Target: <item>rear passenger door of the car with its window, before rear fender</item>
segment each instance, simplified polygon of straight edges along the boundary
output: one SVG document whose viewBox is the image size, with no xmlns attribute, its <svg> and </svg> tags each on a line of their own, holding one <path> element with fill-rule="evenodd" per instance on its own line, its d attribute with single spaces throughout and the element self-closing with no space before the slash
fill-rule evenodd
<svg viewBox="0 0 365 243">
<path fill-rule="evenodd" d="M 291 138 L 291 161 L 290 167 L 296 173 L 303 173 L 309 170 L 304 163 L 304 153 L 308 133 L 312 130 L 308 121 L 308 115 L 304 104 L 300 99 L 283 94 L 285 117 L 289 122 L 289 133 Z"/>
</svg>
- - - -
**What is needed**
Go through the records and copy all of them exactly.

**Output for this task**
Target: <item>rear passenger door of the car with its window, before rear fender</item>
segment each instance, simplified polygon of straight edges along the boundary
output: one SVG document whose viewBox is the image size, with no xmlns attribute, its <svg> and </svg> tags each on a line of their own, holding one <path> element with fill-rule="evenodd" per instance on its own line, its d attribute with single spaces throughout and the element self-closing with no space before the slash
fill-rule evenodd
<svg viewBox="0 0 365 243">
<path fill-rule="evenodd" d="M 291 138 L 291 161 L 290 167 L 296 173 L 303 173 L 309 170 L 304 163 L 304 153 L 308 133 L 312 130 L 308 121 L 308 115 L 304 104 L 300 99 L 283 94 L 285 117 L 289 122 L 289 133 Z"/>
</svg>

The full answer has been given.